## GIVEN TASK
Starting at the line that holds "Pass the picture above and point out the framed art in", set down each line through the end of the listing, exactly as written and with nothing added.
■ ■ ■ ■ ■
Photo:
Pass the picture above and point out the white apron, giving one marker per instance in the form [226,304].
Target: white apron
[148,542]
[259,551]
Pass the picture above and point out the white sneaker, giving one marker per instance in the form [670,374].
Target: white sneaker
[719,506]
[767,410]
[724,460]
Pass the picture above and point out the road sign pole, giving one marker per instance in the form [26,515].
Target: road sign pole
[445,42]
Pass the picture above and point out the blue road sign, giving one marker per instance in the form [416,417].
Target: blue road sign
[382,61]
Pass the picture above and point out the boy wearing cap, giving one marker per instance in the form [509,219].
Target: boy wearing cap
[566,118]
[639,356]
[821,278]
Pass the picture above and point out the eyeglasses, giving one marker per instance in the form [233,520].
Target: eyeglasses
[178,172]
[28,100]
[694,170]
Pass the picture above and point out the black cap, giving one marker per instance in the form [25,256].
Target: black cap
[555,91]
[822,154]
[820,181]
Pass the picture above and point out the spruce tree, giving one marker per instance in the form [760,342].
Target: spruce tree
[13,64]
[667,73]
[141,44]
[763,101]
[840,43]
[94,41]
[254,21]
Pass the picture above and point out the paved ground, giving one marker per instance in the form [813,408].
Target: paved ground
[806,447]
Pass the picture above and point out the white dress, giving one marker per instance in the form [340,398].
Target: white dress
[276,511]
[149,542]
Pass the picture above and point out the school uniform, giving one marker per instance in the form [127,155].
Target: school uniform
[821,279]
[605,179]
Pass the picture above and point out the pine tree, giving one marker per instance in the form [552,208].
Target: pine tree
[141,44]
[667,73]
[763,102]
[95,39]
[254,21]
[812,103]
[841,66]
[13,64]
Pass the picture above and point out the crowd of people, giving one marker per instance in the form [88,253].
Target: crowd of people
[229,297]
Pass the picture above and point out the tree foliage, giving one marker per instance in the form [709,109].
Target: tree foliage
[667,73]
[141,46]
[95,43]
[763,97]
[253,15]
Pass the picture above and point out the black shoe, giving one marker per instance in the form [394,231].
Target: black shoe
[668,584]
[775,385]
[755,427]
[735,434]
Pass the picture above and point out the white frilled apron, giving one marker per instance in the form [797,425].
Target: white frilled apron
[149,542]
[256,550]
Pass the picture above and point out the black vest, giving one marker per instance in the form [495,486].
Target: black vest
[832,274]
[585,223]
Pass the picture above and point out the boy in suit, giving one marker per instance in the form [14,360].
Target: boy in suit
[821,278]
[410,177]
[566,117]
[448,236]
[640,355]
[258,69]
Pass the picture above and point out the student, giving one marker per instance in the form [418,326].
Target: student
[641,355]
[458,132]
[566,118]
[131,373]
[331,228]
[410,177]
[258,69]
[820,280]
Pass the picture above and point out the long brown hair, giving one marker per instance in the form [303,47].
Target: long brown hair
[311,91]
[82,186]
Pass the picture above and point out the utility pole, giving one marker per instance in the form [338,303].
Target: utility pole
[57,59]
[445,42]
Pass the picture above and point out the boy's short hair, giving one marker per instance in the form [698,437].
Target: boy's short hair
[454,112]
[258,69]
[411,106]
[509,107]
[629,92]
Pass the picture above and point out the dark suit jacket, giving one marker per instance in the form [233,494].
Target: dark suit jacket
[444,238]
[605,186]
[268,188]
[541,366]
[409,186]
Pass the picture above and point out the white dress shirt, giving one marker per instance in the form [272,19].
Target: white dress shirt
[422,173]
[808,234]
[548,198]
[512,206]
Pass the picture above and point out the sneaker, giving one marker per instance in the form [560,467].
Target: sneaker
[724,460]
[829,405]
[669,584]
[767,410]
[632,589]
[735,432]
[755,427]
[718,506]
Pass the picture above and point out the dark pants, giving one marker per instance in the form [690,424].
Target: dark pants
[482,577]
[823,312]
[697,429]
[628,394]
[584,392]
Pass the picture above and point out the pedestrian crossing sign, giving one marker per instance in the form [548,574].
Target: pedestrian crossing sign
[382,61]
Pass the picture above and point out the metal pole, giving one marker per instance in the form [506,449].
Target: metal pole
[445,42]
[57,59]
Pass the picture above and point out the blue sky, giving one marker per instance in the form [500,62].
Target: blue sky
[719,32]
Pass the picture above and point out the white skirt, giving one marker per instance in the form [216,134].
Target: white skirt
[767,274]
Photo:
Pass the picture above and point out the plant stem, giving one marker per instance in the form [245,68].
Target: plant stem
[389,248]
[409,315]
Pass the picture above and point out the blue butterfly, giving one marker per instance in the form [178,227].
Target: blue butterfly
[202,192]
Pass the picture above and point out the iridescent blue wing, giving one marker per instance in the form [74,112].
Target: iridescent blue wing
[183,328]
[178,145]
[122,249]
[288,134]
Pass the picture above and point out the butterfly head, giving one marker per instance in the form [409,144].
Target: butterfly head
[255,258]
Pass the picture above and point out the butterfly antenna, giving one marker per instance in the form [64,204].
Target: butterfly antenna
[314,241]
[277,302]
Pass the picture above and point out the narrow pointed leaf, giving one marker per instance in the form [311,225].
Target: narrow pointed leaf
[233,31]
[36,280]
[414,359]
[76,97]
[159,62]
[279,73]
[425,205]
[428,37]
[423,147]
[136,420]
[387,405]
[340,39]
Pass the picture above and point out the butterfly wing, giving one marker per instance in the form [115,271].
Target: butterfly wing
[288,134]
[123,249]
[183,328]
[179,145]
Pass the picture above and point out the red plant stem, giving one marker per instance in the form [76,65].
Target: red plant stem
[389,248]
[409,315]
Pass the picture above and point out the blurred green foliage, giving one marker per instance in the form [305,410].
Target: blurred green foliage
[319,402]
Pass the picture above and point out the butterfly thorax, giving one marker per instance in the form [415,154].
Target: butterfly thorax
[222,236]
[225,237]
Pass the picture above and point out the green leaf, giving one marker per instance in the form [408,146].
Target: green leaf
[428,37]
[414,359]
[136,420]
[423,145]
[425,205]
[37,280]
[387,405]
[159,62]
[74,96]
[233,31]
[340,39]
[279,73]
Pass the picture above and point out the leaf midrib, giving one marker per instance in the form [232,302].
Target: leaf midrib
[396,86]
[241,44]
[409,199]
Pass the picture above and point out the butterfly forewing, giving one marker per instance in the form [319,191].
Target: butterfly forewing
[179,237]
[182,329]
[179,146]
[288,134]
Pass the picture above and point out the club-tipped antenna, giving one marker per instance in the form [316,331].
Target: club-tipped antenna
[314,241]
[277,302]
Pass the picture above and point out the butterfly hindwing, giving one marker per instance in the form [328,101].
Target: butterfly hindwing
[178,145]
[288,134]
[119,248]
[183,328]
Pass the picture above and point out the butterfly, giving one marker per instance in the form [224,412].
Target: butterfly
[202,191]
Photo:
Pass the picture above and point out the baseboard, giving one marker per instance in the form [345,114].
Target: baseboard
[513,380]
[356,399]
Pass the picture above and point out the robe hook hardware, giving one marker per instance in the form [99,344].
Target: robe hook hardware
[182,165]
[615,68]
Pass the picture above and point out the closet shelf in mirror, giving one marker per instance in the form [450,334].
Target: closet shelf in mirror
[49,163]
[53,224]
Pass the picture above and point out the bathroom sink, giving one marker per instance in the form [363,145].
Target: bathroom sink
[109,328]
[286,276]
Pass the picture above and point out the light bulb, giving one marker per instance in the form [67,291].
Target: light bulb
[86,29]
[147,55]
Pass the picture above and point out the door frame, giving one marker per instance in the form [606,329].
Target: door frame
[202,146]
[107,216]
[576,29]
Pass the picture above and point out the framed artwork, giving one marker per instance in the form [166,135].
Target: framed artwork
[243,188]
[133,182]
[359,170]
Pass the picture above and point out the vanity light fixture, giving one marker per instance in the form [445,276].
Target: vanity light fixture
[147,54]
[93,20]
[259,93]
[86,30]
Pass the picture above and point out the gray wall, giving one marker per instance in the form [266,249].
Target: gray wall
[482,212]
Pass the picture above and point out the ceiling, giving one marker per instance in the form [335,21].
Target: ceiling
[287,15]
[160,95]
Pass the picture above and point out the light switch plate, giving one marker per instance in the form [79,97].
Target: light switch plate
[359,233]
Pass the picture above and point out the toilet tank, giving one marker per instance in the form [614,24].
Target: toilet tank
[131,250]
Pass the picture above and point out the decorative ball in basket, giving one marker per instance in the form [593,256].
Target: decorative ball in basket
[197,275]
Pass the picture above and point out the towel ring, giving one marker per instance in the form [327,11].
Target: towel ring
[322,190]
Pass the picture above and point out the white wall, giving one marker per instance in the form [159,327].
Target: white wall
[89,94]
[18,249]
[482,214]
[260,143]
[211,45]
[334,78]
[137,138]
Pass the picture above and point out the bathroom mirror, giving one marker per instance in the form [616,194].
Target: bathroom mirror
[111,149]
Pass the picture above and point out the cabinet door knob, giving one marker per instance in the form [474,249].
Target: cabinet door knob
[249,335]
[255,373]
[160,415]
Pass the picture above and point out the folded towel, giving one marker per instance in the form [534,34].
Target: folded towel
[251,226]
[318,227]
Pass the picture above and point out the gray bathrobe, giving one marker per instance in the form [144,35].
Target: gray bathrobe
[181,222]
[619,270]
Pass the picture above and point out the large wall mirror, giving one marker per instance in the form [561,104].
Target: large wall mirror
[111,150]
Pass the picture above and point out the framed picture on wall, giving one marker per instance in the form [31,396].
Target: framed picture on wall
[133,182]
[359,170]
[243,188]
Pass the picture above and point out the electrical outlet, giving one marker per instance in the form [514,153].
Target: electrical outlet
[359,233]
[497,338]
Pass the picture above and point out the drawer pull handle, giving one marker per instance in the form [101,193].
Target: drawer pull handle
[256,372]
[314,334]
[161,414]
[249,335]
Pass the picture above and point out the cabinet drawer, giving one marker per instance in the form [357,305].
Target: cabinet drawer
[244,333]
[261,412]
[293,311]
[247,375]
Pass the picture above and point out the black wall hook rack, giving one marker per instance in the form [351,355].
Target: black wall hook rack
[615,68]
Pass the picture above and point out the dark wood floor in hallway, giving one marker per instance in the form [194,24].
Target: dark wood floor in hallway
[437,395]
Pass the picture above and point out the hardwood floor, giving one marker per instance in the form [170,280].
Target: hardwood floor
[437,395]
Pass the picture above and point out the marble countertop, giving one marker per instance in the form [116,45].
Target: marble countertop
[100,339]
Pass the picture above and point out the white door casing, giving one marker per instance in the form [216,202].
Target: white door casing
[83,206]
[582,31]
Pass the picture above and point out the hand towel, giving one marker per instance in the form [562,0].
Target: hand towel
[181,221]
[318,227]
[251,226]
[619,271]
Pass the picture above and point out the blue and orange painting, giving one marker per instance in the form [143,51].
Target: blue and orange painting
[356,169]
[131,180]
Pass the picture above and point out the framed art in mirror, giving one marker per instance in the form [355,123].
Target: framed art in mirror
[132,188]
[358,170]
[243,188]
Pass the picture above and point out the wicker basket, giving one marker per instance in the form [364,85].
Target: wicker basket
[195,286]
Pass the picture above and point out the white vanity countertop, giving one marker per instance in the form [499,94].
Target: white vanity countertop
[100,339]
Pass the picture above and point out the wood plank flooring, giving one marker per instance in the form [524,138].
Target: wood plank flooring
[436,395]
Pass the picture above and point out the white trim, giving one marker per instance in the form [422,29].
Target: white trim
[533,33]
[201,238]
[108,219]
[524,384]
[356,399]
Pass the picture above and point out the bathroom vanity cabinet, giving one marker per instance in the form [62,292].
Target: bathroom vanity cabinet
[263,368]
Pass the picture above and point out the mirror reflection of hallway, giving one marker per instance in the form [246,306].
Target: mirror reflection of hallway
■ ■ ■ ■ ■
## RESULT
Pass the picture above and point out the framed art in mirror, giving one marker per instance in the form [355,123].
Target: framed art in mirror
[132,188]
[358,170]
[243,188]
Pass the picture above and point out the wicker basket, giving one marker per instance in the form [364,85].
Target: wicker basket
[195,286]
Pass the picture above and point out the white vanity countertop, giving one marker per instance in the form [499,94].
Target: white vanity countertop
[100,339]
Pass the picture above and point out the wood plank flooring, giving one marker per instance in the form [524,138].
Target: wood plank flooring
[436,395]
Pass the picture above and point out the white trim, giving one marker per instance in the form [422,29].
Target: white trim
[533,33]
[201,238]
[108,219]
[524,384]
[356,399]
Pass the picture above and point out the bathroom vanity cabinet, giving one marker per instance in the form [62,292].
Target: bathroom vanity cabinet
[263,368]
Pass the picture above and point out the mirror reflection of hallway, giving one marker per instance in the form [246,306].
Target: mirror reflection of hallway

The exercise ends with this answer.